> [Extrait du document]:
********

Il sera inévitable de composer avec ces réalités et l’on doit donc envisager que les établissements et services puissent, au moins pour la première évaluation interne, opérer une forme de priorisation parmi l’ensemble des thématiques qu’il faut aborder, en approfondissant certaines plus que d’autres. A cet égard, tout ce qui touche à la personnalisation de la prise en charge, au respect du droit des personnes et à l’organisation de leur participation aux décisions de l’établissement ou du service constitue à l’évidence le point obligatoire sur lequel toute évaluation doit être conduite avec le maximum d’attention. Et cette éventuelle priorisation doit s’accompagner de la préparation d’une extension progressive du champ de la démarche évaluative.

ANNEXE : RAPPEL DU CONTENU DES DEBATS PARLEMENTAIRES

Pour mieux percevoir les intentions du législateur quant aux finalités de l’évaluation externe, un détour historique est nécessaire. Il se trouve en effet que la double question de la durée des autorisations et du rôle de l’évaluation externe a constitué le principal et dernier point d’achoppement entre l’Assemblée Nationale et le Sénat.

Lors de son dépôt à l’Assemblée Nationale, en juillet 2000, le projet de loi ne prévoit qu’une évaluation interne et il limite à dix années la durée de l’autorisation, celle-ci étant « renouvelable en tout ou partie au vu du résultat de l’évaluation ».

Au cours du travail en commission, il est fait observer par un député que, dans le projet de loi, « les procédures d’évaluation sont insuffisantes et ne sont pas assurées par une instance dont l’indépendance soit absolument garantie ». Après qu’ait été écartée une solution visant à contraindre « immédiatement l’ensemble des organismes à se soumettre à une évaluation externe obligatoire [effectuée par une agence] délivrant une accréditation », certains proposent d’instaurer « la possibilité de procéder, sur une base volontaire, à une évaluation externe, en entourant de garanties le choix des organismes qui pourraient y procéder », d’autres de situer au niveau national la définition des critères de l’évaluation mais de confier « à des organismes [régionaux] plus proches du terrain » la vérification du respect de ces critères.

En définitive, au cours de sa séance du 1er février 2001, l’Assemblée Nationale se prononce en faveur d’un amendement qui, en sus de l’évaluation interne figurant dans le projet initial du Gouvernement, rend obligatoire une évaluation externe, pratiquée par un organisme extérieur figurant sur une liste arrêtée par décret. A ce stade de la discussion parlementaire, la durée de l’autorisation est fixée à dix ans et son renouvellement est lié aux résultats de l’évaluation externe.

Telle est l’économie du texte transmis au Sénat. Celui-ci ne marque aucune hostilité à l’égard de l’évaluation, qu’elle soit interne ou externe ; il n’introduit que quelques ajouts et modifications au dispositif qu’avait adopté l’Assemblée Nationale, précisant par exemple que l’évaluation externe aura lieu « au moins tous les dix ans ». En revanche, le désaccord est profond sur la question de l’opportunité d’une limitation dans le temps de la durée des autorisations, le Sénat « posant le principe d’une autorisation à durée indéterminée ».

C’est donc en Commission mixte paritaire, au cours du mois de décembre 2001, que s’élabore un compromis : d’un côté, la durée de l’autorisation est finalement limitée dans le temps ; mais d’un autre côté, pour que les établissements et services disposent d’une réelle sécurité juridique et que leur existence ne se trouve pas indûment précarisée, trois atténuations sont introduites :

  • - la durée de l’autorisation est fixée à quinze ans et non plus à dix ans ;
  • - le mécanisme du renouvellement des autorisations est singulièrement moins exigeant que celui de l’autorisation initiale : alors que celle-ci n’est accordée qu’une fois remplies quatre conditions distinctes (parmi lesquelles la double compatibilité d’une part du projet avec le schéma dont relève la structure et d’autre part du coût de fonctionnement prévu avec les ressources disponibles), le renouvellement ne peut être subordonné qu’aux seuls résultats de l’évaluation externe ;
  • - enfin, le renouvellement repose sur un « authentique régime d’approbation tacite ».

La mise en place d’une évaluation externe intermédiaire, effectuée au cours des sept premières années, constitue une autre pièce du compromis.

********

> [Consignes]:
1. Répondez aux questions suivantes à partir de l'extrait :
(a) Quelle durée d'autorisation le projet de loi prévoit-il lors de son dépôt à l'Assemblée Nationale en juillet 2000 ?
(b) Au cours de quelle séance l'Assemblée Nationale se prononce-t-elle en faveur de l'amendement rendant obligatoire une évaluation externe ?
(c) À combien d'années la Commission mixte paritaire fixe-t-elle finalement la durée de l'autorisation ?
2. Recopiez fidèlement le passage de l'extrait qui va de « En définitive, au » jusqu'à « de l’évaluation externe. » inclus.
Appuyez-vous exclusivement sur l'extrait.

> [Données brutes]:
********

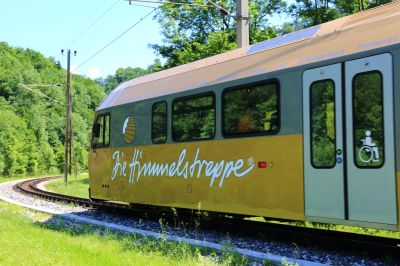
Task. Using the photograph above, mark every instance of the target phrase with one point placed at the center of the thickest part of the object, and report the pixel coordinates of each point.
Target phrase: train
(302, 127)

********

> [Corrigé de l'exercice]:
1.
(a) Dix années.
(b) La séance du 1er février 2001.
(c) Quinze ans.

2.
En définitive, au cours de sa séance du 1er février 2001, l’Assemblée Nationale se prononce en faveur d’un amendement qui, en sus de l’évaluation interne figurant dans le projet initial du Gouvernement, rend obligatoire une évaluation externe, pratiquée par un organisme extérieur figurant sur une liste arrêtée par décret. A ce stade de la discussion parlementaire, la durée de l’autorisation est fixée à dix ans et son renouvellement est lié aux résultats de l’évaluation externe.